• Request: Find each line in the items below that contains the word "space", matching case exactly, and copy every such line.

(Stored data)

** BEGIN **

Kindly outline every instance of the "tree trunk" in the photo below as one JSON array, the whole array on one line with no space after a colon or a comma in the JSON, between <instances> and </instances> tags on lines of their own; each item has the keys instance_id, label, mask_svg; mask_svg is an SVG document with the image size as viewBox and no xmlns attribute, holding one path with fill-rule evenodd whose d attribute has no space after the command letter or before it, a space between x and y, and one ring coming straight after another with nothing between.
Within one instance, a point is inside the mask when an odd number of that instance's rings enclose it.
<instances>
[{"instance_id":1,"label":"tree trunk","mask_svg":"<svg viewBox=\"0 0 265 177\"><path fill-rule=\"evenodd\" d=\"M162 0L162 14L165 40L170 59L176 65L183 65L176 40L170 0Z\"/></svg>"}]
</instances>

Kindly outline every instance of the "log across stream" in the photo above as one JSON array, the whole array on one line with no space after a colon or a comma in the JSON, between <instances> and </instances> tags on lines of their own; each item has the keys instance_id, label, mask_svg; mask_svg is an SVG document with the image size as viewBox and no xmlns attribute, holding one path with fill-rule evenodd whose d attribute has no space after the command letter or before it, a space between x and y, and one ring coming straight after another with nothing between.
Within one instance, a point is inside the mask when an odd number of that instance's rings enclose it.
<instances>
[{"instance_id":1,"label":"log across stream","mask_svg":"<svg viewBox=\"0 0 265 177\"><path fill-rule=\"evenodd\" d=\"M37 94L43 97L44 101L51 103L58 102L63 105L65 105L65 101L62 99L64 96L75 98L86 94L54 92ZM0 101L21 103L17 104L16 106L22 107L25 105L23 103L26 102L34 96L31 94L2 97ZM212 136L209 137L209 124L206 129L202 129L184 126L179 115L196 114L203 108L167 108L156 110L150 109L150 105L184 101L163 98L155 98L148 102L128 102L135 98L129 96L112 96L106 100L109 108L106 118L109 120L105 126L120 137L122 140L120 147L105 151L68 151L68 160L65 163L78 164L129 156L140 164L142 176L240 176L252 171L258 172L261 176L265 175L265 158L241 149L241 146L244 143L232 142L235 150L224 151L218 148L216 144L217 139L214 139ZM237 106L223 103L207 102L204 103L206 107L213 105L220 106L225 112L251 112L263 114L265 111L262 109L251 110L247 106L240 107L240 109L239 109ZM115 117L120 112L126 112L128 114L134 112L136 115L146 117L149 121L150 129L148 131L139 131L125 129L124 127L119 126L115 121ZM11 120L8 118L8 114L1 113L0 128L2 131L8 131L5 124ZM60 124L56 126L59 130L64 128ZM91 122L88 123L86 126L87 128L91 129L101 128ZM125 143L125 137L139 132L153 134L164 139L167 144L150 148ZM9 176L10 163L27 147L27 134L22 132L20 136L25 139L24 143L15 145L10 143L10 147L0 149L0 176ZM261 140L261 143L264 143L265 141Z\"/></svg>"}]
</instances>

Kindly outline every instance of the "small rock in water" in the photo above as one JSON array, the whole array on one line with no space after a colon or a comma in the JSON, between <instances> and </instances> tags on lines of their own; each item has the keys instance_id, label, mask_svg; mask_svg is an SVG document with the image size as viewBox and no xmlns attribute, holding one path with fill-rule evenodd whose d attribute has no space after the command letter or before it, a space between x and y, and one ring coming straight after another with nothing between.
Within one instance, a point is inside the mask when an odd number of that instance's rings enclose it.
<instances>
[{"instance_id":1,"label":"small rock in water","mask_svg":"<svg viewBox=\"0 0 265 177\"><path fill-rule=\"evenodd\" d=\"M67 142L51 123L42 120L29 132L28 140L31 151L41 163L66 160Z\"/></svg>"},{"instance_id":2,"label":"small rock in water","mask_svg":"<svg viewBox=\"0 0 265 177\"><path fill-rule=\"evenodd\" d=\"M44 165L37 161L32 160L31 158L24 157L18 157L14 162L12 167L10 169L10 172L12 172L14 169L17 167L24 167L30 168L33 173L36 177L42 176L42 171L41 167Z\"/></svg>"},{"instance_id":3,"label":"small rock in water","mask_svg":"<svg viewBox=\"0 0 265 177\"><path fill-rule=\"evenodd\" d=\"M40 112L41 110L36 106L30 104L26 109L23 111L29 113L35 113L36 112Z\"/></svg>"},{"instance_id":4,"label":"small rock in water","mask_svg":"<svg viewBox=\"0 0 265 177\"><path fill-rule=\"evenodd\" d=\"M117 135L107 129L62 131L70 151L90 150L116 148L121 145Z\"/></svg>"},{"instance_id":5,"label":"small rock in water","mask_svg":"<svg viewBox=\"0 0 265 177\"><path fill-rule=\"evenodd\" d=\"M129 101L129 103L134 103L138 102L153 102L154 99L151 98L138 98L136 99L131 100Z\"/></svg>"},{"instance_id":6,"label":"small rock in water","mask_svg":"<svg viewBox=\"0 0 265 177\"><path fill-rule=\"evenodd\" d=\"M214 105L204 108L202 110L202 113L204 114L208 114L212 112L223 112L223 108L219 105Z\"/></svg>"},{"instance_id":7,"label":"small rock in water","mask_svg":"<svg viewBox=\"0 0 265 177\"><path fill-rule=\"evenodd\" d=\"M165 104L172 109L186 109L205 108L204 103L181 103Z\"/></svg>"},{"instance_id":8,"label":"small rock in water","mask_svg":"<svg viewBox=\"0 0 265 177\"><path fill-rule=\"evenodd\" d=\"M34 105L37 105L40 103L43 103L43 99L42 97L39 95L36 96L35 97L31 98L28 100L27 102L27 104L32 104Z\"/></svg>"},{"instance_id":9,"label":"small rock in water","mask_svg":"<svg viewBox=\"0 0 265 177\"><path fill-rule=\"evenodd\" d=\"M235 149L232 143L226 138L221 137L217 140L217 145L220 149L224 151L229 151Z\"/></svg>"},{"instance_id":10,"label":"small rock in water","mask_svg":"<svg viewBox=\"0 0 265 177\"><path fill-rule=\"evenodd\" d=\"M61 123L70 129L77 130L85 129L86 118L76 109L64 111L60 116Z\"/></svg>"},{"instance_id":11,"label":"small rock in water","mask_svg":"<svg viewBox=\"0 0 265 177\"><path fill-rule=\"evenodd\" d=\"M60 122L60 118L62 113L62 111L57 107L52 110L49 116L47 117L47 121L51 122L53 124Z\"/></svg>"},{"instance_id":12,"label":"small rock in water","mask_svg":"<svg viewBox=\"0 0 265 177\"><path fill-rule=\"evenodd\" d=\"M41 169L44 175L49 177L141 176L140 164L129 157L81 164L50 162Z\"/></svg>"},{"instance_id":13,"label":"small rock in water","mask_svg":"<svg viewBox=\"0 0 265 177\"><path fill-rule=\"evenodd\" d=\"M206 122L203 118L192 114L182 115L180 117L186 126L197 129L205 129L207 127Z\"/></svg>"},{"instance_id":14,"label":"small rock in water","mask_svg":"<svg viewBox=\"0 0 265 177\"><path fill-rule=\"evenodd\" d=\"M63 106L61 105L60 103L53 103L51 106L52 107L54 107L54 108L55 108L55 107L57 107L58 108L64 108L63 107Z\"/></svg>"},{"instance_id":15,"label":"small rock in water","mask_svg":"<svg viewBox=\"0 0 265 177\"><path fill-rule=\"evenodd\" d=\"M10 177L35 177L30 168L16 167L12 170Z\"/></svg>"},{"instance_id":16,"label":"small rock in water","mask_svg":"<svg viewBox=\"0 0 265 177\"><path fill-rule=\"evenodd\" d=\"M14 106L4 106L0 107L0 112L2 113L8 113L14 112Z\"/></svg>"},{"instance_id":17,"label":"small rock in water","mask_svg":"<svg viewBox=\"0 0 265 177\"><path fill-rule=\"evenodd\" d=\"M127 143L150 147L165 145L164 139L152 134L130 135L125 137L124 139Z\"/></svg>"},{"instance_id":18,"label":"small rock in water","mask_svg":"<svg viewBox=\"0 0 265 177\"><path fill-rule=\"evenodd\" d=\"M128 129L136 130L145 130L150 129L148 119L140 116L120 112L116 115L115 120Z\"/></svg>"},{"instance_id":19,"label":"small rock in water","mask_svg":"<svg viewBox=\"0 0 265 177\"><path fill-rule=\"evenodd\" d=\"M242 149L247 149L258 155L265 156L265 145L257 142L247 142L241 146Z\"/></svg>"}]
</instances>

** END **

• Complete output:
Kindly outline every instance of the "tree trunk" in the photo below as one JSON array, the whole array on one line with no space after a colon or a comma in the JSON, between <instances> and </instances> tags on lines of their own; each item has the keys instance_id, label, mask_svg; mask_svg is an SVG document with the image size as viewBox and no xmlns attribute, holding one path with fill-rule evenodd whose d attribute has no space after the command letter or before it, a space between x and y, and one ring coming straight after another with nothing between.
Kindly outline every instance of the "log across stream" in the photo above as one JSON array, the whole array on one line with no space after a colon or a comma in the JSON, between <instances> and </instances> tags on lines of their own; each item has the keys instance_id, label, mask_svg; mask_svg is an SVG document with the image size as viewBox and no xmlns attribute, holding one path with fill-rule evenodd whose d attribute has no space after the command letter or before it, a space between x and y, and one ring coming straight after another with nothing between.
Kindly outline every instance of the "small rock in water" in the photo above as one JSON array, the whole array on one line with no space after a colon or a comma in the JSON, between <instances> and </instances> tags on lines of their own; each item has the keys instance_id, label, mask_svg; mask_svg is an SVG document with the image size as viewBox and no xmlns attribute, holding one path with fill-rule evenodd whose d attribute has no space after the command letter or before it, a space between x and y, and one ring coming straight after another with nothing between.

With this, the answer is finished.